◆ Record extracts:

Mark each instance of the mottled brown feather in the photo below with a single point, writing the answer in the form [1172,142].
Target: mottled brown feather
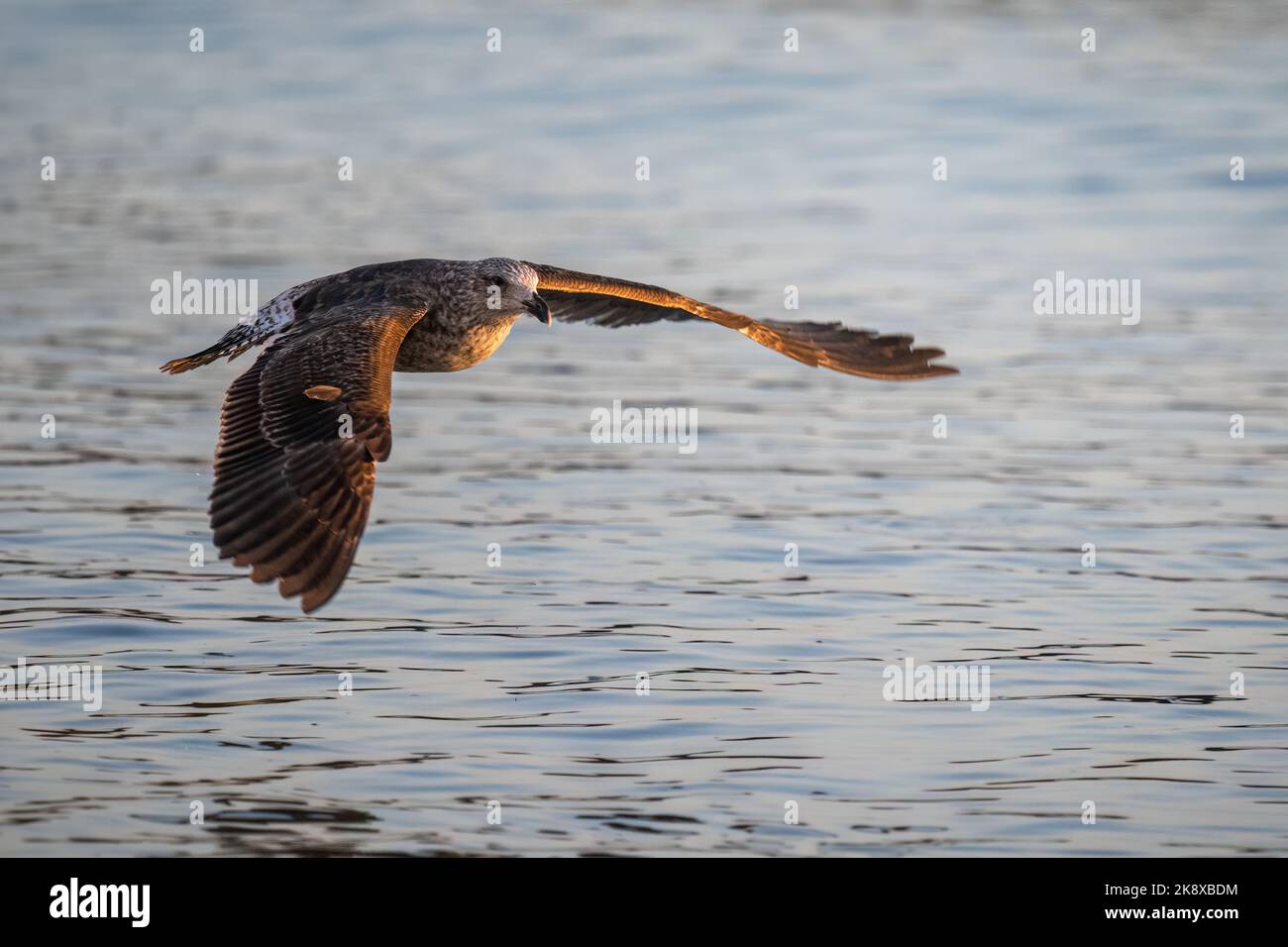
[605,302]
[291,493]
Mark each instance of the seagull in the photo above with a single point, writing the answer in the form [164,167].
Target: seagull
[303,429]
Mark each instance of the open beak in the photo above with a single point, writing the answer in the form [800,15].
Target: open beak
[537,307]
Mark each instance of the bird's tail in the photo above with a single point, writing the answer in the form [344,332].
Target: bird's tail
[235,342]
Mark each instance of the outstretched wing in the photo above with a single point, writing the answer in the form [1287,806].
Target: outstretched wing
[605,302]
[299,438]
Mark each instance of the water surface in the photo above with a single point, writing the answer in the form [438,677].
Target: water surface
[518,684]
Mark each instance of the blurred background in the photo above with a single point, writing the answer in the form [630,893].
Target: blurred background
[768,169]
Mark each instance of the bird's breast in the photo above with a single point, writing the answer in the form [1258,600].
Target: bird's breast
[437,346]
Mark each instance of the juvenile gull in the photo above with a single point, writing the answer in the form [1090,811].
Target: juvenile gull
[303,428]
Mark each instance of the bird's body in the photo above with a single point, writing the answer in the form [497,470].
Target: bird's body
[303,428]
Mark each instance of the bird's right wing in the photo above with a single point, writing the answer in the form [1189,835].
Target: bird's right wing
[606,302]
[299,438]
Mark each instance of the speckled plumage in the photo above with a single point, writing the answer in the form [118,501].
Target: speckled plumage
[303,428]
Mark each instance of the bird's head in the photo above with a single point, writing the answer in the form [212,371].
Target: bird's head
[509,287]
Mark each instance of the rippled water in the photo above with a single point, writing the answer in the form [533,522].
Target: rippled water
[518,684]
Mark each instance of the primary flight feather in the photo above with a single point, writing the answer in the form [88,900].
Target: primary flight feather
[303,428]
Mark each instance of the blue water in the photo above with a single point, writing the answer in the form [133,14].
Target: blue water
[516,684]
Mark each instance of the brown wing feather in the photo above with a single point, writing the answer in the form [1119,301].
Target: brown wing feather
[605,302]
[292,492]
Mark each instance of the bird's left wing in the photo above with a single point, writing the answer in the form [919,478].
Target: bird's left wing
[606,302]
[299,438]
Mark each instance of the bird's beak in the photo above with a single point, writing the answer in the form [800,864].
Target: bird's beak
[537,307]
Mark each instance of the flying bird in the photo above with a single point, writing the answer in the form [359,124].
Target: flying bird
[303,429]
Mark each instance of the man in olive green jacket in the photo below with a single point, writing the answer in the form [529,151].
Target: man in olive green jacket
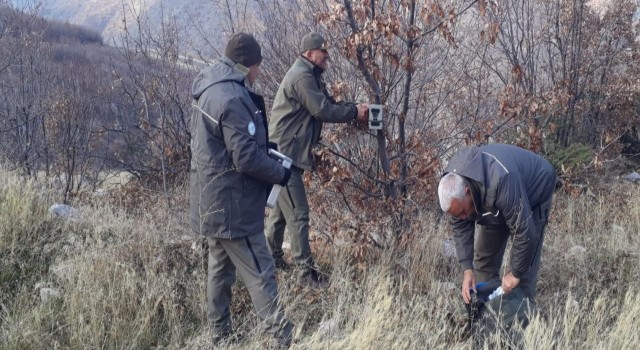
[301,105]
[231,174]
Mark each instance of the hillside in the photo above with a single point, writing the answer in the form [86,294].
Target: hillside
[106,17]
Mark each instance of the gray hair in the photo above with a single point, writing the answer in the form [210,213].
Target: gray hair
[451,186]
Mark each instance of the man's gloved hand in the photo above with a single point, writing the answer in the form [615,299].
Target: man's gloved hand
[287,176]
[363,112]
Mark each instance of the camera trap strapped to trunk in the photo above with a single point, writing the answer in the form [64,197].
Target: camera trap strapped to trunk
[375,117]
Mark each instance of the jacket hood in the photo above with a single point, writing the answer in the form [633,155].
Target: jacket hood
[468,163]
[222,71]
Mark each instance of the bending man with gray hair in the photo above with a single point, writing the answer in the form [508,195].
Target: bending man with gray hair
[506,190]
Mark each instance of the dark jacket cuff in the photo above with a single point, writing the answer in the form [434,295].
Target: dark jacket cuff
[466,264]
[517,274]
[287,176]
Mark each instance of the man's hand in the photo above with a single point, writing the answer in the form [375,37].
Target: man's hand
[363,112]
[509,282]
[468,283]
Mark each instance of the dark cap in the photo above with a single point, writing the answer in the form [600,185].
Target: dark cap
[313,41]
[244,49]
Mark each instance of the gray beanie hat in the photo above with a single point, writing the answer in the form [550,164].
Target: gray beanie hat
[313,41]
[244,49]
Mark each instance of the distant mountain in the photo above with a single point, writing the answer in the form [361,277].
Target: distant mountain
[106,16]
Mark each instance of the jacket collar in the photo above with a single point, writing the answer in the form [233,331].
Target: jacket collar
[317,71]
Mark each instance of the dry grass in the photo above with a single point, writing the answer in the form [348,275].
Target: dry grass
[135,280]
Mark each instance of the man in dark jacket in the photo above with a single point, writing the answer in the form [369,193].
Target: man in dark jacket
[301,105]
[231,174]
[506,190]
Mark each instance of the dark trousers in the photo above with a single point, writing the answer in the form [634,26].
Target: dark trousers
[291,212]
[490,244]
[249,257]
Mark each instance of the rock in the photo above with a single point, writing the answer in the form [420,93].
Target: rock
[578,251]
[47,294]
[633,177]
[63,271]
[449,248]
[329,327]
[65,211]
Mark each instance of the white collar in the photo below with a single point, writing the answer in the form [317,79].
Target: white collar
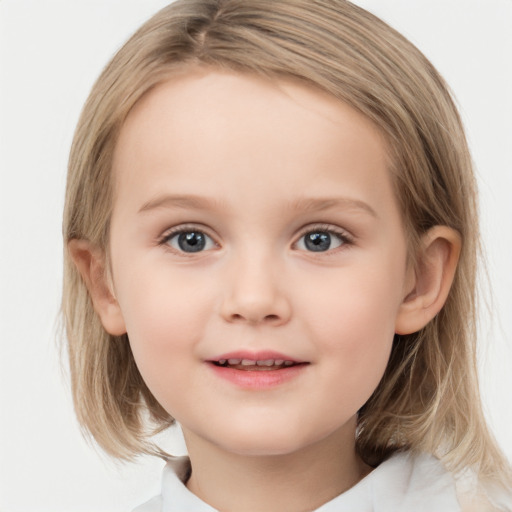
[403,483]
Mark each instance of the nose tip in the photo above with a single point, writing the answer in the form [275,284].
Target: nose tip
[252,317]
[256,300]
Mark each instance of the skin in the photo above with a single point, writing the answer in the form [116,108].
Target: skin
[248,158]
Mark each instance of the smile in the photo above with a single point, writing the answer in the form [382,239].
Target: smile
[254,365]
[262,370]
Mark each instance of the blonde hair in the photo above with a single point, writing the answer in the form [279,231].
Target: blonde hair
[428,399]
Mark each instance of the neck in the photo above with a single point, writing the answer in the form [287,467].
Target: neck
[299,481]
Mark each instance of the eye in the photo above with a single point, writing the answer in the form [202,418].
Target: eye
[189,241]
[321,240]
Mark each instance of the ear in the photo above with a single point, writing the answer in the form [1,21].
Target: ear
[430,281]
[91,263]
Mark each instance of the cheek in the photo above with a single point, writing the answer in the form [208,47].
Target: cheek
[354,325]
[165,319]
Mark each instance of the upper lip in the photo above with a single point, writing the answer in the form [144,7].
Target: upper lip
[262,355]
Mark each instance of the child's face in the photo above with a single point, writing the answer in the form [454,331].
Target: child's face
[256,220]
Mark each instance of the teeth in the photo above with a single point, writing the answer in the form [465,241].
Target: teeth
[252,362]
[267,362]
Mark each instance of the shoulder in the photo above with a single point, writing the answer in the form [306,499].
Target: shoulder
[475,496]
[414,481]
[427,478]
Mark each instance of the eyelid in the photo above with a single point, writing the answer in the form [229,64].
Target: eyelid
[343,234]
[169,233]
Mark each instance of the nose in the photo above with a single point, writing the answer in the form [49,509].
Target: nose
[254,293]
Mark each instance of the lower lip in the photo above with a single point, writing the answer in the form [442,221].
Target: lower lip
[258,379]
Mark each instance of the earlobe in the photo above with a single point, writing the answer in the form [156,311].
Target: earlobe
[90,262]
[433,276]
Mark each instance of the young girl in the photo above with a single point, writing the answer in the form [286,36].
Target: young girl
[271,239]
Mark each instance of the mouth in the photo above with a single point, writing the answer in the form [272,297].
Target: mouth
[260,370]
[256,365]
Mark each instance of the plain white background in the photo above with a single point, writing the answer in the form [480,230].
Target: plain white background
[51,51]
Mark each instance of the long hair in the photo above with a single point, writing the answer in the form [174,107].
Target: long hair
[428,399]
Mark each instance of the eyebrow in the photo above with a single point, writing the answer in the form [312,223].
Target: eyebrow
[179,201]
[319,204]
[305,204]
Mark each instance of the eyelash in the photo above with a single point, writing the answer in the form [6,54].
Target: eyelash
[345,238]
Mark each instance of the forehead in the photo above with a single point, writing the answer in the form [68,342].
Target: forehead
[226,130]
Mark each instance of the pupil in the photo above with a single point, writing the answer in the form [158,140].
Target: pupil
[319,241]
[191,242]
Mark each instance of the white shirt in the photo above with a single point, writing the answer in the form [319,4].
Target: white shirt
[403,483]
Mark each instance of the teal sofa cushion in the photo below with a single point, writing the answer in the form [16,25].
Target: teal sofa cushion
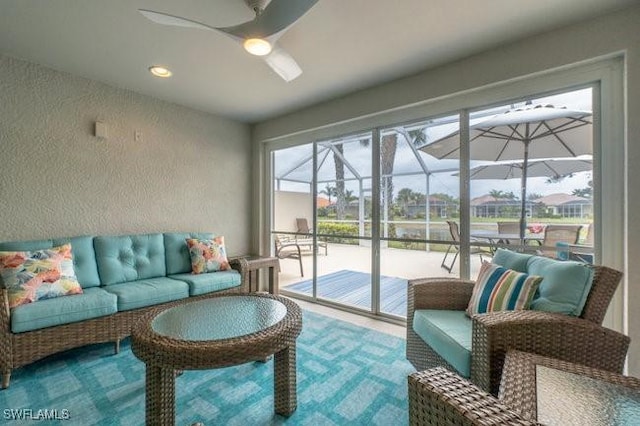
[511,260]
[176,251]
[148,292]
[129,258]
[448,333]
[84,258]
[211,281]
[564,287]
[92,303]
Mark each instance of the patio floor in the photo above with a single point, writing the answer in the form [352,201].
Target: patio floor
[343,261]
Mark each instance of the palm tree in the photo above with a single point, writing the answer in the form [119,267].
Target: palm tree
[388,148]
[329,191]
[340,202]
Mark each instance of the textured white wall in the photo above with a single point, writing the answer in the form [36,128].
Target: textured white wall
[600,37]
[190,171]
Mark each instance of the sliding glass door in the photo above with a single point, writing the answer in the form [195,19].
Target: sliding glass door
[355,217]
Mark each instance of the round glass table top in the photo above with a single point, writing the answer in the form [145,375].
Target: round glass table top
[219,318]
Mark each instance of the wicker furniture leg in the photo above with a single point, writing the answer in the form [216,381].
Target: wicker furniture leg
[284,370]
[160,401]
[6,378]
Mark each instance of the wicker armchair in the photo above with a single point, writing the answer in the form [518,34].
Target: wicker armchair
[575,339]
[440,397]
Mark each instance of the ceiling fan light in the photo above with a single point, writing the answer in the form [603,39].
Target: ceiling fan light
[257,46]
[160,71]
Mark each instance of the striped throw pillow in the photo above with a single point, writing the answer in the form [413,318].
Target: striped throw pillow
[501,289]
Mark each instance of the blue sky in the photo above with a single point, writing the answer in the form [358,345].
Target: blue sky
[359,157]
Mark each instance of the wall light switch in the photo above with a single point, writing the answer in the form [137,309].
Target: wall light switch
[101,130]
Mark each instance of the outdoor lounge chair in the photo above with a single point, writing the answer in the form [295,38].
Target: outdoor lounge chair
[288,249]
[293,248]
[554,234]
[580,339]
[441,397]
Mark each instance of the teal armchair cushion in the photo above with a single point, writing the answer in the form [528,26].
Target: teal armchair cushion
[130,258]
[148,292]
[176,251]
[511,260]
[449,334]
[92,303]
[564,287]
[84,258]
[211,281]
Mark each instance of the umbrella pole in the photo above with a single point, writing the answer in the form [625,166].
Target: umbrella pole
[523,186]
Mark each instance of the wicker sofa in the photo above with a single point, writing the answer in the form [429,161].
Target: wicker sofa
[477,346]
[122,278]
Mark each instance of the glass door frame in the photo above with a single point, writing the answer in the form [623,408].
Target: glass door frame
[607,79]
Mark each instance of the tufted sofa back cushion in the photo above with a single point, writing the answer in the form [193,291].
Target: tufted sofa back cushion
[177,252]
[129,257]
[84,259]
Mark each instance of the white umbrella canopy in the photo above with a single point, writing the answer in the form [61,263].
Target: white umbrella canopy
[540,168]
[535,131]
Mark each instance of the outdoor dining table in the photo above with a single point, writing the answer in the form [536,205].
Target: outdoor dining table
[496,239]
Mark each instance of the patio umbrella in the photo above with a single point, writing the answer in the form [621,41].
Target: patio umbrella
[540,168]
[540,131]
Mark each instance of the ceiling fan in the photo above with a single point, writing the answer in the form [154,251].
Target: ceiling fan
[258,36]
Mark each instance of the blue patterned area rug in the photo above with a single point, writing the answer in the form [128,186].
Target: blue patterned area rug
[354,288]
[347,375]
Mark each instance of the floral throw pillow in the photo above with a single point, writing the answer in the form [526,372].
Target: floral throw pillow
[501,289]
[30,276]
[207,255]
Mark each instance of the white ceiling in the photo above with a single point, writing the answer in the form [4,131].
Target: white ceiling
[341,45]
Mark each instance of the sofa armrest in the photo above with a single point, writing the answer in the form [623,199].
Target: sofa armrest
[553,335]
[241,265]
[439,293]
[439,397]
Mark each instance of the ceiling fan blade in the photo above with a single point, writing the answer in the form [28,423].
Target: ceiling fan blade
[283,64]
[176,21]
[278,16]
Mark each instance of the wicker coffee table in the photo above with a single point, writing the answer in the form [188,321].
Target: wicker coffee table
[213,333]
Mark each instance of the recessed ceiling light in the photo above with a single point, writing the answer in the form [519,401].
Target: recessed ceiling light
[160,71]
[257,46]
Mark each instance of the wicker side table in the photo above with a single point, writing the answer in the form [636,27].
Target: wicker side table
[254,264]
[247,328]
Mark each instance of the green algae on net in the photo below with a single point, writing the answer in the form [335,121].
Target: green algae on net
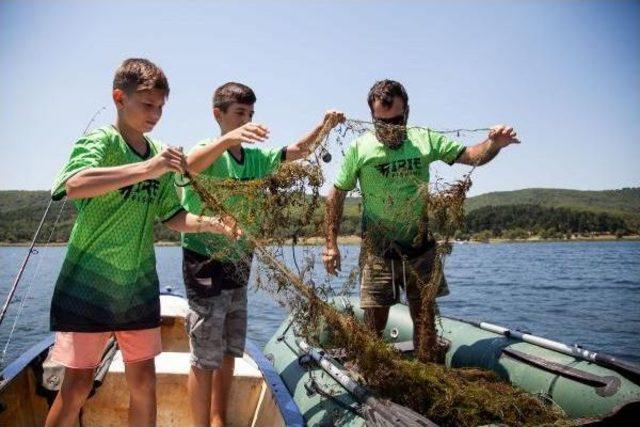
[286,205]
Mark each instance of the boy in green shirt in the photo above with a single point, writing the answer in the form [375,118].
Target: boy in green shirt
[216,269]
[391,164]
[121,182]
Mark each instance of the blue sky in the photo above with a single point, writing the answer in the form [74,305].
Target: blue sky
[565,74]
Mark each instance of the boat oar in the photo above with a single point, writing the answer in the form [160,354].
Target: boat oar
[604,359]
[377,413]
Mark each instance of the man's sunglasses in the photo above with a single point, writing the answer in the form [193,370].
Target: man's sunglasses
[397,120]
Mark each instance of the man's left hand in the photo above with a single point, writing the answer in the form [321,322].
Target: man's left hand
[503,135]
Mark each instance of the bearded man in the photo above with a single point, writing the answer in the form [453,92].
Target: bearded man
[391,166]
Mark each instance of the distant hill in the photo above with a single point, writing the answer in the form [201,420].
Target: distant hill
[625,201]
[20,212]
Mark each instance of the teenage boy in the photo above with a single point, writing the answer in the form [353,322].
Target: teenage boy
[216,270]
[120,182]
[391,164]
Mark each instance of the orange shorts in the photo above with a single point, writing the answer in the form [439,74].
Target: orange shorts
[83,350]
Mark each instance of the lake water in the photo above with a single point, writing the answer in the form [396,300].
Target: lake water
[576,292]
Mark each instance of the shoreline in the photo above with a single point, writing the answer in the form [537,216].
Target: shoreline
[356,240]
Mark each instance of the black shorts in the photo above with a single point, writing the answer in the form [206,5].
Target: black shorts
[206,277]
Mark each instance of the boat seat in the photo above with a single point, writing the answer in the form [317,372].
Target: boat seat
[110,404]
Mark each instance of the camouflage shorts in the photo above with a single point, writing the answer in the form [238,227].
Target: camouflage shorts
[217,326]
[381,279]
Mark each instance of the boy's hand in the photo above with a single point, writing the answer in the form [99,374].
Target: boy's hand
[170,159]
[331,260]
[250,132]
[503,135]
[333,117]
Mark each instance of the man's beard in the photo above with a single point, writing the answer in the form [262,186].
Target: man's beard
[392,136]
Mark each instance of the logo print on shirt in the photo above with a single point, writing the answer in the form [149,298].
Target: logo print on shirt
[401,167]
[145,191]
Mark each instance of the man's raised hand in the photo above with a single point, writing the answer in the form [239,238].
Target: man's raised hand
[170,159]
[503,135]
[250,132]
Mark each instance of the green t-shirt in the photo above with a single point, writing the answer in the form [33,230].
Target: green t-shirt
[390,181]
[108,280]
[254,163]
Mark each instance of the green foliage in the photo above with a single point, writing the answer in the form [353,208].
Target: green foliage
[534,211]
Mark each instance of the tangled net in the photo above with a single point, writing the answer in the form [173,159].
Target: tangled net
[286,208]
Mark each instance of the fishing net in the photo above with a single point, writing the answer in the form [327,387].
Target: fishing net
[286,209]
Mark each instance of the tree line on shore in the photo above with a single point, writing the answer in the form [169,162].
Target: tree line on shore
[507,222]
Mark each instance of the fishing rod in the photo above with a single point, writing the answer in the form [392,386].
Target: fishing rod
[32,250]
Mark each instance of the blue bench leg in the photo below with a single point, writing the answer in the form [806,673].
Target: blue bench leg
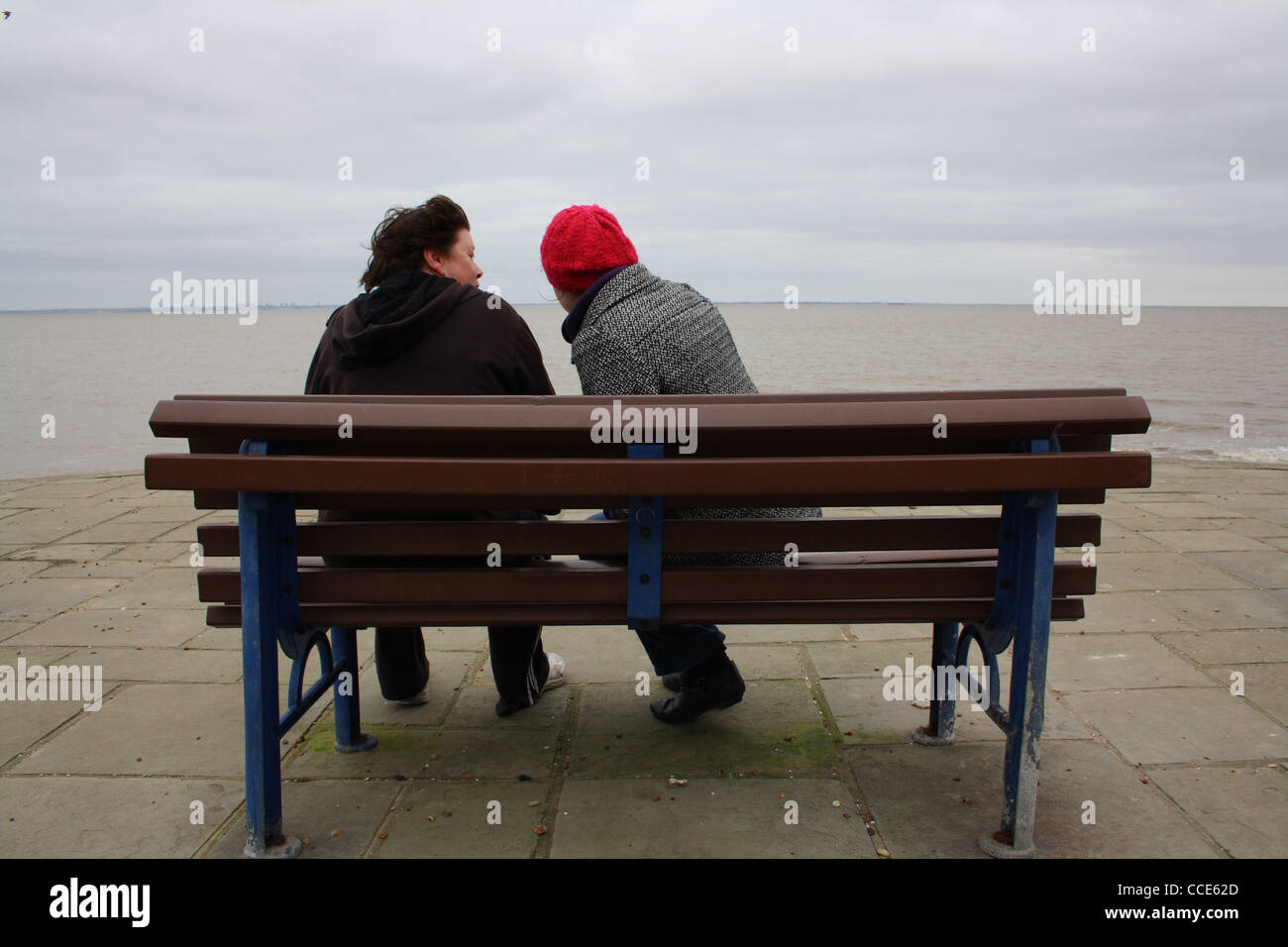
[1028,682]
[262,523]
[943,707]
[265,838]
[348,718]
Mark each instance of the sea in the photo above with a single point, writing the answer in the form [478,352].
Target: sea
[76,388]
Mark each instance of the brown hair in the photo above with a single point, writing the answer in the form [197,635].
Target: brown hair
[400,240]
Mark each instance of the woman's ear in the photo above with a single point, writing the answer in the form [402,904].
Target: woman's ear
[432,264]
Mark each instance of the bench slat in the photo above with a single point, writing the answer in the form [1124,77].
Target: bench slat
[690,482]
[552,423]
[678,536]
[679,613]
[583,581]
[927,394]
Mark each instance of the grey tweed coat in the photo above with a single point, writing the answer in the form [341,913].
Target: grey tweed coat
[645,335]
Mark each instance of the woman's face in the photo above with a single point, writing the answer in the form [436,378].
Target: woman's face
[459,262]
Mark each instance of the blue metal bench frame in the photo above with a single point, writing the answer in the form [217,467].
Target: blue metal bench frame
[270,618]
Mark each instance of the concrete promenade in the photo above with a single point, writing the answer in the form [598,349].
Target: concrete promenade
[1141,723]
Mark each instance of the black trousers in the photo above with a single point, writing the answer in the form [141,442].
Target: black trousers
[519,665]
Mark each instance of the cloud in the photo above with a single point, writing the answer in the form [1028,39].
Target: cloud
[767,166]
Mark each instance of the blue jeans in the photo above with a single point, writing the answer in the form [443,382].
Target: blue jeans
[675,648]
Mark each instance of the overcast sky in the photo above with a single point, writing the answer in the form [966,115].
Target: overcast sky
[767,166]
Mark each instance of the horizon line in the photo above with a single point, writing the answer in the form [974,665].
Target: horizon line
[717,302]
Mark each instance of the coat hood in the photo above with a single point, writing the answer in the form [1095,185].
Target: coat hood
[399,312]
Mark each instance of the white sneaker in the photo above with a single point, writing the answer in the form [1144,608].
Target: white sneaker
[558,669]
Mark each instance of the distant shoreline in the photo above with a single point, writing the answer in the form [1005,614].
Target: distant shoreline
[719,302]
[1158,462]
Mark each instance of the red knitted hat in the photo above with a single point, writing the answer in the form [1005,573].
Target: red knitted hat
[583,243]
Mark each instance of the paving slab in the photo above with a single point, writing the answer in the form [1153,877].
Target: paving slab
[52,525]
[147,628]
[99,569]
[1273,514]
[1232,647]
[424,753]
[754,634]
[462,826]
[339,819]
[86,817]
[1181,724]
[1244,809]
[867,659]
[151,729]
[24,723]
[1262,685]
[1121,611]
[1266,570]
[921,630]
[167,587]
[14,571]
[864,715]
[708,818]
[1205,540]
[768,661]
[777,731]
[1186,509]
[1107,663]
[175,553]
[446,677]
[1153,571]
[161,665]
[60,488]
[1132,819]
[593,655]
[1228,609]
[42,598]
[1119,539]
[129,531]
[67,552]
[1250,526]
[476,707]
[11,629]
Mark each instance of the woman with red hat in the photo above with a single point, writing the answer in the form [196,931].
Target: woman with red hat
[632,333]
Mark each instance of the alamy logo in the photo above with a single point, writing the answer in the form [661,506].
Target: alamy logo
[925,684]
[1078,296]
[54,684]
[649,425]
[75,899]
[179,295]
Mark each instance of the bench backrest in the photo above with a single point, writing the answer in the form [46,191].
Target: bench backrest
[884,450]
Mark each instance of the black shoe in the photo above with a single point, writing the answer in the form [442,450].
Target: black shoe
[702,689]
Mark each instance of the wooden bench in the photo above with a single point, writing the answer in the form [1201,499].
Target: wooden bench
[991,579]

◆ Exercise:
Return the lines above, from the one containing "Mark each instance of the woman with" to the end, exactly as they stand.

◆ Solved problem:
Mark each instance of the woman with red hat in the photo above with a single point, writing the answer in the form [196,931].
Target: woman with red hat
[632,333]
Mark each instance of the alamy logo in the photo above with a single point, writing the answer in the form [661,506].
Target: alamy logo
[925,684]
[1078,296]
[54,684]
[649,425]
[75,899]
[179,295]
Mark each instance of the bench backrest in the photo above with a single point, writing the answer in the form [46,191].
Target: bench backrest
[884,450]
Mark each instance of the black shoe in the photo above with a single point, writing the answer in the form [442,450].
Target: black shoe
[702,689]
Mark each instance of the wooden bench in the photo above with a single point, writing the answer in the form [1201,499].
Target: wooden bench
[991,579]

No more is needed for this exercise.